=== Assigned task ===
Print the lines that start the entries and continue through the one holding "output: SVG path", please, exactly and with the pictures omitted.
*** Records shown
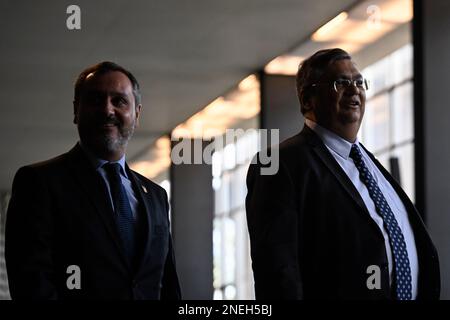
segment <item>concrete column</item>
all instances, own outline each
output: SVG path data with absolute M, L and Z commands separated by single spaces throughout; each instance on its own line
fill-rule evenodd
M 194 140 L 191 141 L 193 159 Z M 196 142 L 204 145 L 201 140 Z M 183 299 L 212 300 L 214 193 L 211 165 L 172 163 L 170 178 L 172 234 Z
M 303 128 L 295 77 L 261 73 L 261 128 L 279 129 L 280 142 Z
******
=== Your solution ===
segment <item>concrete column</item>
all instances, own outline each
output: SVG path data with absolute M, L and Z commands separated by single spaces throughout; each instance on its own line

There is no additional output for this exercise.